### What is needed
Reproduce, without any alteration, everything in the records from the line containing "Locate the white car" down through the final line of the records.

(Dataset records)
## Begin
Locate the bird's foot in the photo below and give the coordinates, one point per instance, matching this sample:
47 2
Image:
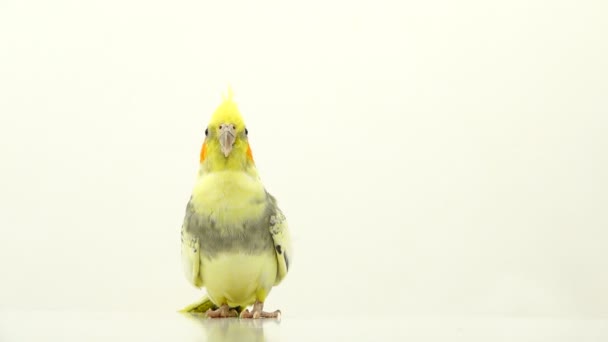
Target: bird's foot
258 312
224 311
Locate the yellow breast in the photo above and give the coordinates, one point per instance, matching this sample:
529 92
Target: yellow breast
229 197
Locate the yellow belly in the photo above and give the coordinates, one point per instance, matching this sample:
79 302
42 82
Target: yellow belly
239 279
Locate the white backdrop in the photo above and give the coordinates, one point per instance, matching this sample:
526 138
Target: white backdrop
432 157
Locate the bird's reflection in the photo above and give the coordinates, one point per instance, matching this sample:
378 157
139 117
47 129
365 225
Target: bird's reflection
232 329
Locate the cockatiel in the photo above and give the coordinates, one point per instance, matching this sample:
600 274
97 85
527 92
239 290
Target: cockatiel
235 240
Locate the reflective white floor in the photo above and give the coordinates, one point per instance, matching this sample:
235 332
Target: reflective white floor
112 326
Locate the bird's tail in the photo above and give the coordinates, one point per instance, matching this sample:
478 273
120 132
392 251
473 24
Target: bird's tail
202 305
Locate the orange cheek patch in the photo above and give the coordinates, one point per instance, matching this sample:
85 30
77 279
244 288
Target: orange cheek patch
203 152
249 154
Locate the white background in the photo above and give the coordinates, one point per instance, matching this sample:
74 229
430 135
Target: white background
432 157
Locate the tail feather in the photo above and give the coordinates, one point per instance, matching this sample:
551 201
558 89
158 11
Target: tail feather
201 305
204 304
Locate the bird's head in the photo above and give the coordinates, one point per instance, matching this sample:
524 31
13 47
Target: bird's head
226 145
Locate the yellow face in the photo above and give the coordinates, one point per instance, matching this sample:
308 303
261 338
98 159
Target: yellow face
226 144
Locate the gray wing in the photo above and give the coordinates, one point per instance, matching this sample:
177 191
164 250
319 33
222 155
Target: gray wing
280 236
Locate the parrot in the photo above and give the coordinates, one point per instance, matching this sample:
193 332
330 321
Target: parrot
235 240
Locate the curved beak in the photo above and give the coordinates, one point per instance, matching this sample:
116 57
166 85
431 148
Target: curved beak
227 137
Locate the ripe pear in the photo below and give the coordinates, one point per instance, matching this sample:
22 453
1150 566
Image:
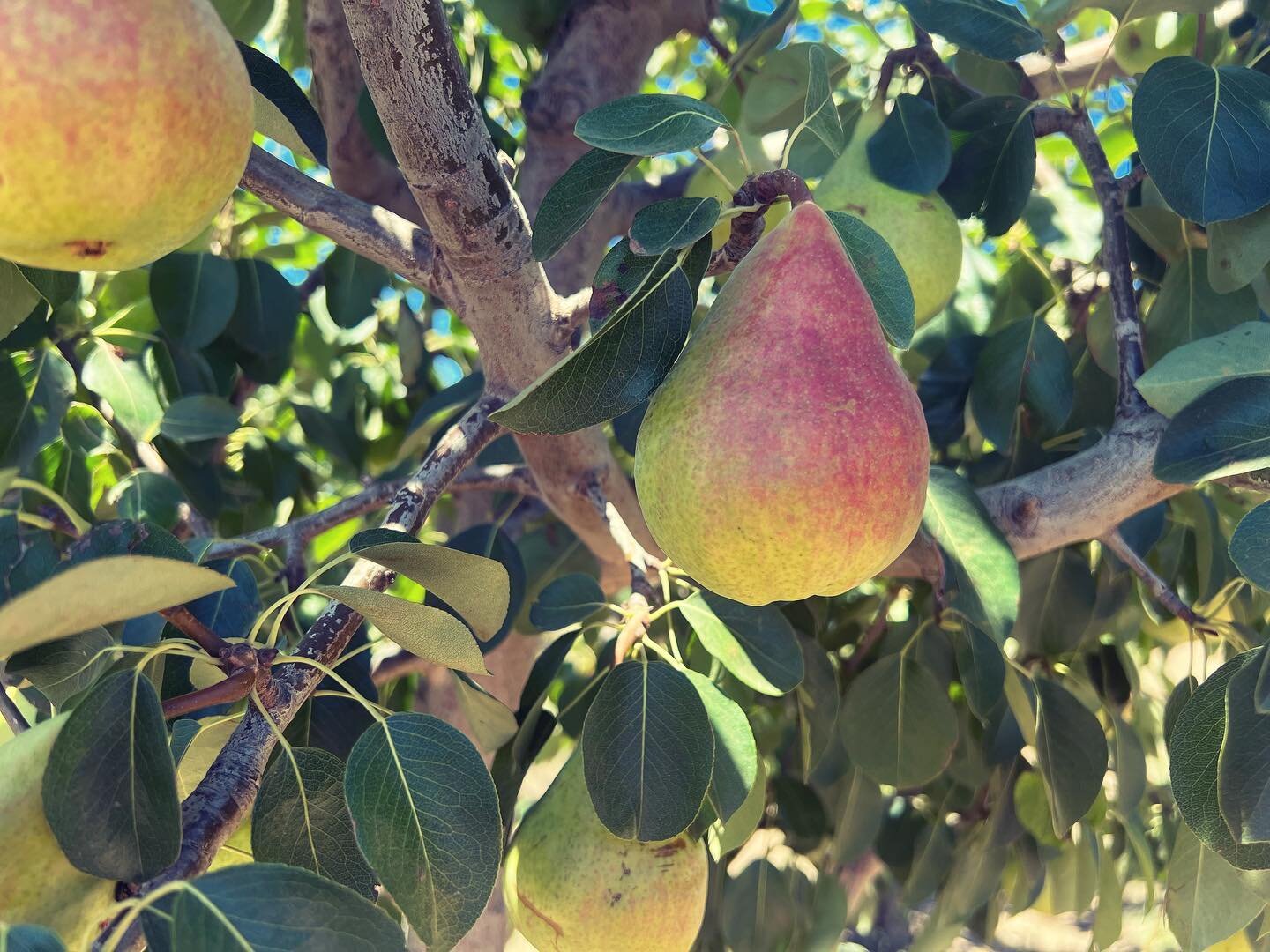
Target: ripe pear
787 453
923 230
705 184
126 127
37 883
573 886
1143 42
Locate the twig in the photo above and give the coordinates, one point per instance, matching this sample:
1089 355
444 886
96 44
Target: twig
372 231
1161 589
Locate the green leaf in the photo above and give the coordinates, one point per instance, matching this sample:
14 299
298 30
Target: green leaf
18 297
819 112
36 390
300 819
352 286
475 587
566 600
1203 135
1206 900
912 150
898 724
882 274
617 368
982 573
201 417
648 752
671 225
986 26
111 787
1192 369
1188 308
64 668
426 814
124 385
736 755
423 631
1022 363
1224 432
993 167
1194 752
490 721
776 97
193 294
1250 546
574 197
1244 762
274 906
756 645
1238 250
101 591
267 309
651 123
1071 753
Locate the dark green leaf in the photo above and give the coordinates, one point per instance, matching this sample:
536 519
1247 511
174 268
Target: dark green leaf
912 150
882 274
736 755
426 814
756 645
649 123
1250 546
574 197
111 788
268 906
1224 432
300 819
617 368
1203 135
201 417
981 566
648 752
671 225
987 26
992 170
193 296
1071 753
898 724
566 600
1027 362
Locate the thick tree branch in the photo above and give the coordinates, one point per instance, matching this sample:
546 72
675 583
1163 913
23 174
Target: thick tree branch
371 231
225 795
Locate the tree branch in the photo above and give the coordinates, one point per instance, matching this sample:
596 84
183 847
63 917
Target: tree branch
371 231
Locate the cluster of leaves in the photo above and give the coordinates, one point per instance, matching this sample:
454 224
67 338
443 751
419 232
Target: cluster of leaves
1002 744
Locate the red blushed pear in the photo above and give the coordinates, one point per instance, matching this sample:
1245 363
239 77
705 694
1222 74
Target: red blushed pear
124 126
787 453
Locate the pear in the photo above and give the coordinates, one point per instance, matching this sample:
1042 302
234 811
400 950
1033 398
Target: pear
923 230
573 886
1143 42
37 882
787 453
126 127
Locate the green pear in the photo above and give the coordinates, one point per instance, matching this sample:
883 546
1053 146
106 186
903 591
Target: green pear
126 129
787 453
573 886
923 230
37 882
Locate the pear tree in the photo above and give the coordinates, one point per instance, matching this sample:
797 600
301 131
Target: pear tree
601 475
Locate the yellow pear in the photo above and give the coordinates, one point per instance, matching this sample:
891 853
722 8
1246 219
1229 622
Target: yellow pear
37 883
923 230
124 129
573 886
787 453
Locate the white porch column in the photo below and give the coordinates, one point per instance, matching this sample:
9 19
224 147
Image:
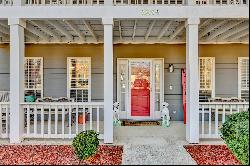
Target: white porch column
108 79
16 78
192 90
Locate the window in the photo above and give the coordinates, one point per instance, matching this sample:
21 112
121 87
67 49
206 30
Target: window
79 78
33 80
243 78
207 78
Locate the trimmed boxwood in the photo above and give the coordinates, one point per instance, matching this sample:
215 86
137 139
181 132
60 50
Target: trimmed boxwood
235 132
85 144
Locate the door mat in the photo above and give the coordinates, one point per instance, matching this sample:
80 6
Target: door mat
141 123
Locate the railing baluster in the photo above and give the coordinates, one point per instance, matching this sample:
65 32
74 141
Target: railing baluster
28 119
63 119
1 120
238 108
35 119
91 115
42 118
56 119
202 120
224 113
231 109
7 119
84 124
70 119
49 121
77 109
98 119
209 121
216 120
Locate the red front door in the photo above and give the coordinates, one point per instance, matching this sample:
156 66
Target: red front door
140 88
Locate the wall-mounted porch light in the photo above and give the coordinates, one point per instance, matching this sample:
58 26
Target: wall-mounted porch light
171 68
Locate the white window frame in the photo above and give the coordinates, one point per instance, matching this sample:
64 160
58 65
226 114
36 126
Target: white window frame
213 75
68 76
239 75
41 73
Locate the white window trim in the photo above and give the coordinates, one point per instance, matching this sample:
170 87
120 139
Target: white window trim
36 89
213 75
239 74
68 76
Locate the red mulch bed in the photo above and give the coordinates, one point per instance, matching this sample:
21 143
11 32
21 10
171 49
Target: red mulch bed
57 155
212 155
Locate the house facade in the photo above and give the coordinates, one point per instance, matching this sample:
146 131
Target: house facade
65 64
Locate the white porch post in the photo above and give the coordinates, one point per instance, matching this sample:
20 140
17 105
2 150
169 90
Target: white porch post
16 78
108 79
192 91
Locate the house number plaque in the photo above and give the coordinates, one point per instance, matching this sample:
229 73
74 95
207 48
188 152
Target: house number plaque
150 12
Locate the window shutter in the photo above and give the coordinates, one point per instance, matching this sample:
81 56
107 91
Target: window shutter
243 67
206 75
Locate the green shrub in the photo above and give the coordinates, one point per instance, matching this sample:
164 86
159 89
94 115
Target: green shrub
85 144
235 132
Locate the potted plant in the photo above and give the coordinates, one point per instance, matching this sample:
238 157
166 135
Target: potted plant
83 118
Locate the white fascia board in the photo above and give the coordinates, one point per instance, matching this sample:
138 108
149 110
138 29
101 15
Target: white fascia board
39 12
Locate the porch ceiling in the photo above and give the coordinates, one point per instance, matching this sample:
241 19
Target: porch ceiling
130 31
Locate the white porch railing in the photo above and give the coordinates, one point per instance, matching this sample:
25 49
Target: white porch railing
60 120
213 115
149 2
4 119
221 2
6 2
64 2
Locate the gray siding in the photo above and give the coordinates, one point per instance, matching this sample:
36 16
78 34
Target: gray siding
55 57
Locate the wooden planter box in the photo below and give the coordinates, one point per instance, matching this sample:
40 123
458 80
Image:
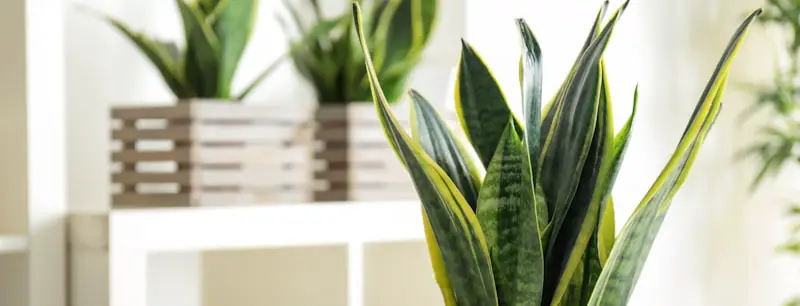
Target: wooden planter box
202 153
354 160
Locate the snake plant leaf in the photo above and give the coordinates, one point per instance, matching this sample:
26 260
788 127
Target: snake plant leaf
437 262
572 231
233 28
607 226
507 213
410 29
627 258
208 6
531 81
549 110
435 137
160 54
202 52
455 227
480 104
319 30
573 158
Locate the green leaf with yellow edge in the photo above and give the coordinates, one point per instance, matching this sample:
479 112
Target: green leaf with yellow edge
607 226
531 81
566 250
507 213
577 165
455 228
437 262
480 104
549 110
606 231
435 137
631 248
201 66
233 28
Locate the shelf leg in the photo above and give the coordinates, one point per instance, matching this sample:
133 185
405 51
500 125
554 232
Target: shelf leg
355 274
128 278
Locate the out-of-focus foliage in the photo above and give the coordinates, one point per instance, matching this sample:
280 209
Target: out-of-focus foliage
779 142
326 51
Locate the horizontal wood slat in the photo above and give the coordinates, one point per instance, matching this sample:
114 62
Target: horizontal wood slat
247 155
199 132
211 153
247 177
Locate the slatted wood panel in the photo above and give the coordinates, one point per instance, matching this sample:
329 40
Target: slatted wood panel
354 161
201 153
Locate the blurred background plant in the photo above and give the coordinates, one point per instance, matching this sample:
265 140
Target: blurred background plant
778 141
217 33
325 50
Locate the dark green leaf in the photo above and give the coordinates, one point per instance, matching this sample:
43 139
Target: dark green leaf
480 103
531 92
160 54
573 230
455 227
233 28
622 270
202 53
507 213
549 109
435 137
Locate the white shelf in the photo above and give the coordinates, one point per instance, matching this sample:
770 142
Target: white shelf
219 228
13 244
110 251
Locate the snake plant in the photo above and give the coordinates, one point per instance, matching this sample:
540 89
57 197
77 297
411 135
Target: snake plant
531 221
327 53
216 32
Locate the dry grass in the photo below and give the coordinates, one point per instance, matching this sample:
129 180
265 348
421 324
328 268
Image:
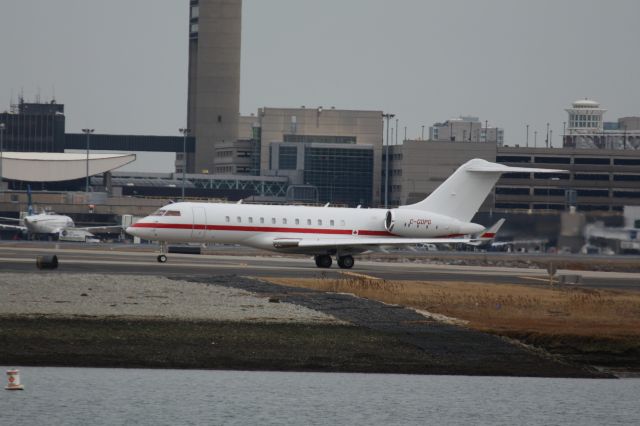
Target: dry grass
503 308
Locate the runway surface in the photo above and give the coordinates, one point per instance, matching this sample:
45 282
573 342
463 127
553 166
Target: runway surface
92 259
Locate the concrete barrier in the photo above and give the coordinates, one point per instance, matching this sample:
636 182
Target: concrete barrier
47 262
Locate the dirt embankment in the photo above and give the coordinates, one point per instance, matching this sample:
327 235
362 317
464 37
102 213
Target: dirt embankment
155 322
590 327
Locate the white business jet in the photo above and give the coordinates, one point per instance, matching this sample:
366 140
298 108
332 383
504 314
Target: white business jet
442 218
50 224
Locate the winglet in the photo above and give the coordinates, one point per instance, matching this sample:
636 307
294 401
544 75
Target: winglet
29 203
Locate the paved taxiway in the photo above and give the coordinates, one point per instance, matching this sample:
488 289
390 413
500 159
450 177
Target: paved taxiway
16 258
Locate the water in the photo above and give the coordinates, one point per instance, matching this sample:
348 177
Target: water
93 396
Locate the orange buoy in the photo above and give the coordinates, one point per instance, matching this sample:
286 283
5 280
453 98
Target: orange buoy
14 380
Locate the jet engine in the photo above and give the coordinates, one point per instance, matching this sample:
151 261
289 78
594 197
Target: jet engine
423 224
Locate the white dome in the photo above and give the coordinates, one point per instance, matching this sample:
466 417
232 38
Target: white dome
586 103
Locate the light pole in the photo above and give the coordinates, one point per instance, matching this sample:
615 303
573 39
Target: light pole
555 179
386 163
87 132
396 141
2 126
547 141
184 132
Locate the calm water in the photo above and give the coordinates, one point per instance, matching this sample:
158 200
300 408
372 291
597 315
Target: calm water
81 396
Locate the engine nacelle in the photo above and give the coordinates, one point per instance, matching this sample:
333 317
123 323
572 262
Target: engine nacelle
423 224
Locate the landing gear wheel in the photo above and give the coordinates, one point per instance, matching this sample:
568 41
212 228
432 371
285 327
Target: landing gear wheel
346 262
323 261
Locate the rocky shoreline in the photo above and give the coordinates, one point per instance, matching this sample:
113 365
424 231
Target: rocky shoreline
240 323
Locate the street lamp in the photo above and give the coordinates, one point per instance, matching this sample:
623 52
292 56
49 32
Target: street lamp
87 132
547 141
386 166
184 132
2 126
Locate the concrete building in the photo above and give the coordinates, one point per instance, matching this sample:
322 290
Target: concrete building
33 127
586 129
214 80
466 129
600 180
338 128
339 173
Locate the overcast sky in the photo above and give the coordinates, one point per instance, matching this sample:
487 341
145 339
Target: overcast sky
120 66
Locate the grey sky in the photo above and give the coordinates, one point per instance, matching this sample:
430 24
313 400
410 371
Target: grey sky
120 66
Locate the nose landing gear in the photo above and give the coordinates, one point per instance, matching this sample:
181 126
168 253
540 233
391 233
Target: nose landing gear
346 262
162 257
323 261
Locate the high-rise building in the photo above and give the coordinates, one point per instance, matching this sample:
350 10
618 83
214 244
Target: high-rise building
214 79
586 128
33 127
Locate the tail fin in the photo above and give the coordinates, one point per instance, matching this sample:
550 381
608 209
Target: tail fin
29 202
462 194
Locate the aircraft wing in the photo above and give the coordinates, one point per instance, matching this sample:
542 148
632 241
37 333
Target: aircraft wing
112 229
16 227
12 219
362 242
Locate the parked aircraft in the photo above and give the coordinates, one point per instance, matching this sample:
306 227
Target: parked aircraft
442 218
51 224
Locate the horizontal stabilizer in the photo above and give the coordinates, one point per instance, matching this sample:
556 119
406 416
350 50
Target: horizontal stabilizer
462 194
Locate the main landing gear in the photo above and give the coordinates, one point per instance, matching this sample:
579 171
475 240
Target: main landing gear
162 257
325 261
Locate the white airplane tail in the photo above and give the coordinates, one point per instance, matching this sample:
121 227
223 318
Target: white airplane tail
462 194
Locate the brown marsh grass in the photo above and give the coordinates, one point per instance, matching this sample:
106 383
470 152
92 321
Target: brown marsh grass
502 308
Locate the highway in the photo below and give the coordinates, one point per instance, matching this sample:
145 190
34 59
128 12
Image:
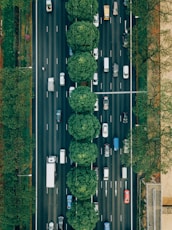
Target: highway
52 136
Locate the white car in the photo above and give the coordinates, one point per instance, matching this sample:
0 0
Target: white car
96 106
126 146
62 79
95 79
105 130
51 226
96 53
96 20
125 71
70 90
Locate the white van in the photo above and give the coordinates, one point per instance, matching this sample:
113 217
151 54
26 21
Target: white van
124 172
106 173
51 84
115 8
106 64
62 156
## End
### Completed task
Locate the white car in the photo above and give the coordinates, one point per instance, matching this sample:
0 0
Target: white car
96 106
126 146
62 79
95 79
105 130
51 226
96 53
96 20
125 71
70 90
Locate the white van in the photo above and give the coordinates, one point per instance, matching this sample:
113 217
151 54
26 21
Target: white van
124 172
106 173
51 84
115 8
106 64
62 156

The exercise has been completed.